━━ DATA SHOWN
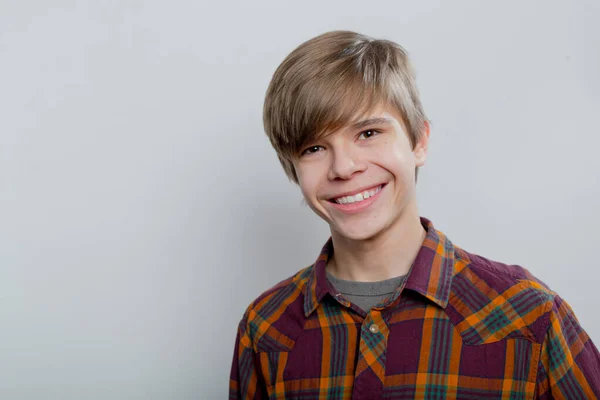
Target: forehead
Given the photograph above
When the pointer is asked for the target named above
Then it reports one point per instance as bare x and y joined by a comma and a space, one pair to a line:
380, 114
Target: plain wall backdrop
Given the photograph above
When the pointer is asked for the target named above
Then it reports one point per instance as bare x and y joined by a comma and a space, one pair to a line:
142, 207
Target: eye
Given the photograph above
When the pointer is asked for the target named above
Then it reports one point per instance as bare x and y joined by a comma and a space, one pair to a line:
311, 150
369, 133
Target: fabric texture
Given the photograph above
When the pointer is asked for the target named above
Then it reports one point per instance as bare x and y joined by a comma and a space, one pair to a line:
365, 295
460, 327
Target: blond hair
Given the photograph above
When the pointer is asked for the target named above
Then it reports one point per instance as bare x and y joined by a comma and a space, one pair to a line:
330, 79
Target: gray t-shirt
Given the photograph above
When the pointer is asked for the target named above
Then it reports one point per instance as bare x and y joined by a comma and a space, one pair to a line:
365, 294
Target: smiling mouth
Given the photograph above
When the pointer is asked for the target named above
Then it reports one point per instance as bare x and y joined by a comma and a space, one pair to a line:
365, 194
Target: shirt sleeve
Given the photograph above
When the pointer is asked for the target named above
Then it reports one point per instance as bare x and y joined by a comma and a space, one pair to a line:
569, 365
245, 381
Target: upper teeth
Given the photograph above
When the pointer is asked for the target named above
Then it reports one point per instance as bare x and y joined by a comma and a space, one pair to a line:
358, 197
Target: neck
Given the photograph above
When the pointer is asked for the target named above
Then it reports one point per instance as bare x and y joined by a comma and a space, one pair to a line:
386, 255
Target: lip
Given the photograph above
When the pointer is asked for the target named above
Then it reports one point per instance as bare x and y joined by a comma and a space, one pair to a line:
353, 208
355, 192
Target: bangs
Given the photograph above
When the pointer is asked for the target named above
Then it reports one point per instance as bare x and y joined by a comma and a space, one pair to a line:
331, 81
328, 105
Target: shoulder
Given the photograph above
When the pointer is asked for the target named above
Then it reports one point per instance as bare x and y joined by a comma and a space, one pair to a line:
276, 317
491, 300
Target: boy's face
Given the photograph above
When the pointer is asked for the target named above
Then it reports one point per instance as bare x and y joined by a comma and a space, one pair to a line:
361, 178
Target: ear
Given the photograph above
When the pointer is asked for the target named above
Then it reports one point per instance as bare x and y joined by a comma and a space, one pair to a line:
422, 146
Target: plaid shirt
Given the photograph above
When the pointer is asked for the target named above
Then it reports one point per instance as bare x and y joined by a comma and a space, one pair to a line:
460, 327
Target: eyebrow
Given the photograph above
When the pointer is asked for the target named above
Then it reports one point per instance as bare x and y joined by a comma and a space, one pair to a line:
370, 121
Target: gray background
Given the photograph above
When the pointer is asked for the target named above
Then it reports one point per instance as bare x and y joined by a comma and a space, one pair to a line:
142, 208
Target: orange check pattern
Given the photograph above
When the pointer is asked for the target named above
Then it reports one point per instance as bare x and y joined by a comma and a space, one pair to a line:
460, 327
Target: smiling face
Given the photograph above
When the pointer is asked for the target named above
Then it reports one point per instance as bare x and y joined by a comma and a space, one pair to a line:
361, 178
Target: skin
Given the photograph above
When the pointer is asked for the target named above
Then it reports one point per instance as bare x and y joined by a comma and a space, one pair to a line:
381, 241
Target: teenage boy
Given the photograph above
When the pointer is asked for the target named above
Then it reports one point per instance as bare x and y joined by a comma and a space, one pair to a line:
391, 308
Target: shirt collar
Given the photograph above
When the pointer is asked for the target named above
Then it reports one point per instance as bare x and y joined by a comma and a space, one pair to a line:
430, 275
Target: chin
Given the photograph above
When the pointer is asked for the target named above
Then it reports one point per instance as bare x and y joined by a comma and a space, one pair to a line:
357, 233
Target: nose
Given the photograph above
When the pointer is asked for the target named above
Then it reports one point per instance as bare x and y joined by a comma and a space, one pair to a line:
345, 162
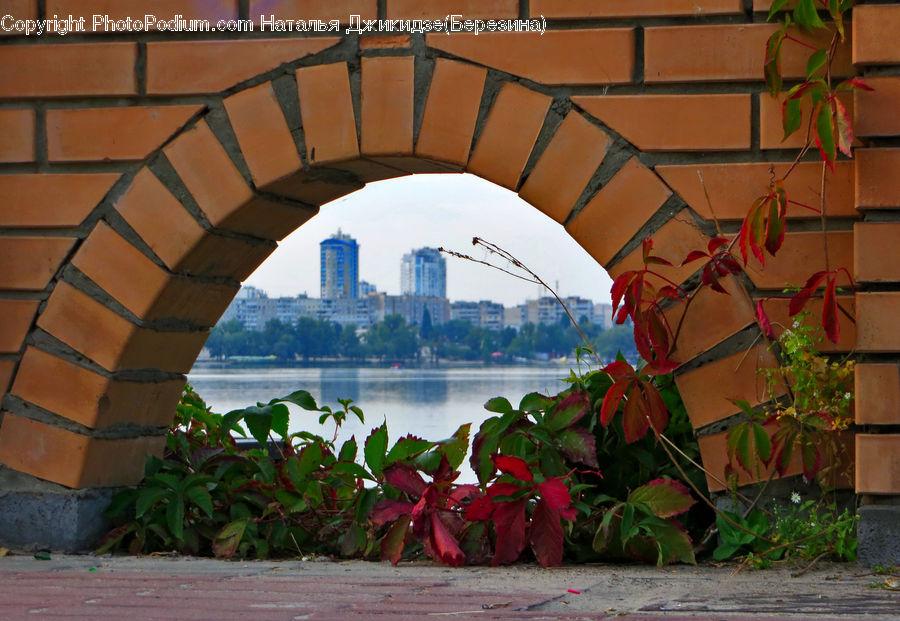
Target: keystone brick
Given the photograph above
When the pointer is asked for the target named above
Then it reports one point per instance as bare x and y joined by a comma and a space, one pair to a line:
801, 255
386, 105
68, 70
83, 134
326, 105
17, 317
633, 8
725, 52
877, 394
112, 341
711, 318
72, 459
878, 463
212, 10
777, 311
17, 129
90, 399
30, 262
876, 322
876, 251
584, 56
263, 134
732, 188
877, 181
875, 112
675, 122
618, 211
875, 34
512, 126
220, 190
212, 66
451, 111
38, 201
439, 9
313, 9
708, 390
144, 288
565, 167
━━━━
* **GIVEN TASK**: Retype all the records shown above, character for character. Omit every picture.

* **SOLVED EXERCISE**:
Target: forehead
Given the photograph above
When the pointer is asked for the target named above
Then it reports one point per instance as bare x and y joined by a comma and a space, one pair to a line:
380, 114
Target: plain wall backdrop
Given the photograph above
When the pointer is asked for the target named above
Then it reports one point per instance as bare x and y joined by a comma and a space, one pair to a line:
142, 207
Target: eye
Given the photograph above
When the pointer is asked for the target named above
Then it reports one point per instance as bare x and y joined by a comma and a space, one pair to a line:
311, 150
369, 133
Target: fabric texture
Given the photograph above
When the pointer is asked for the target named above
Then it reports one point per instance as bare x and y joined by a comma and a space, one pair to a line:
365, 295
460, 327
Target: blond hair
Given the photograph above
When the pointer is asked for the target named above
Then it reports one point per instance as bare x and y joined by a comma and a space, one pair to a line:
330, 79
Target: gray t-shirt
Given the photograph above
When the pointer is asked for the target named above
Then it reports one point per instance as bare x and y joined by a comma and a space, one pair to a line:
365, 294
Target: smiling mouth
Given the photograph above
When the pointer is asked for the target named above
Then it reports one point per instance as bare x and y joined by a comma and a space, one pair to a line:
365, 194
Target: shirt sleeve
Given the photograph above
When the pointer is asked for the target named above
Then it reports one point per instance as bare x and y joined by a comma and a space, one pair to a line:
569, 365
245, 381
Target: upper teeth
Given the photograph above
When the pointer is asked for the target named above
Then it reports one point per instance as bare x and y joined by a comma and a space, one pair to a line:
358, 197
Target: neck
Given the photograph above
When the pointer is asked for the target named above
Then it reports one point per instance as bare x and y joined by a comma and a space, one pair to a line:
386, 255
Target: lip
Given the photograph above
When the pointer is asked for the target named above
Then it reports one point per instance as bare x and y joined by a comma and a space, one pair to a line:
353, 208
355, 192
Target: bangs
Given the photograph above
When the pointer is asked for the target named above
Then it reports one point per instance as bare x and y joined by a comma and a space, one pair to a line:
331, 81
328, 105
Target: shoulder
Given the photograph above
When the pointer is asked for the target named above
Then it reports one point per instance as bare x and y joined by a comma and a space, one pair to a line:
276, 317
491, 300
Target: boy's face
Given the photograph above
When the pointer is asked for the target named above
Then it reports one point per instance as bare x and y joined by a comma and a space, one pair to a line:
361, 178
Target: ear
Given the photograph above
When the pointer is asked for the target named above
Then it reports one point per instance as bare x and y joined by a comma and a space, one pair to a line:
422, 146
Target: plaid shirt
Given the photograph above
When the pointer is asked for the target named above
Then it reports one point per instance as bare x and y joined by a comma and a space, one pair to a line:
460, 327
Target: eyebrow
Given the photograph above
When the pointer is asked for the target named above
Then it reports one point per instance as bare x and y joined by a comma and a space, one pair to a line:
370, 121
Target: gray background
Given the photograph above
When the pointer is asked for the target named above
Then it reports one point per instance as bare x and y joined by a comma and a space, one pair to a line:
142, 208
Target: orange check pattern
Given the photograph above
When the pointer is asked for the target named above
Then it reports one point per instance as bare x and y joined by a comma and a space, one pair to a line:
460, 327
Target: smiling face
Given the photograph above
When the pointer is asked for the target named above
Then it reports one point per instance as bare x and y joined by a comma and a space, one pair to a line:
361, 178
Target: skin
Given the photograph above
When the pointer is asked for the target named above
Then it reports one point per instance as bare x and y joined by a comma and a space, one pair to a line:
381, 241
Target: teenage boy
Given the photograph above
When the pointer is asked for the target named above
Then it reports one point per instance as bare x and y joined by a comma and a space, one pair to a line:
391, 308
Target: shirt collar
Given the photograph above
When the pointer is asked for the target named above
Then it reports one point per instance as bare x and y joined by a comma and a space, one pair to a line:
430, 275
Target: chin
Given the photograph above
When the pointer is asked for the target named above
Then it reports one point per instance as bare x and y joined by a comma and a space, one pair to a line:
357, 233
Target: nose
Given the photograph above
When the pointer is asked for the target named above
Then it reports one point per instance as bare x and y joined by a comma and a space, one pair to a line:
345, 162
Target: keystone brick
Given the photograph above
When the pointer is asked for the target named above
Then it reports one point per instance as bare x and y joined by a comma and a space, one pair to a line:
801, 255
386, 105
68, 70
83, 134
326, 105
17, 317
633, 8
725, 52
877, 394
112, 341
711, 318
72, 459
878, 463
212, 10
777, 311
17, 129
90, 399
30, 262
876, 322
876, 251
584, 56
263, 134
732, 188
877, 181
875, 112
675, 122
618, 211
875, 34
512, 126
220, 190
212, 66
451, 111
38, 201
439, 9
313, 9
708, 390
144, 288
565, 167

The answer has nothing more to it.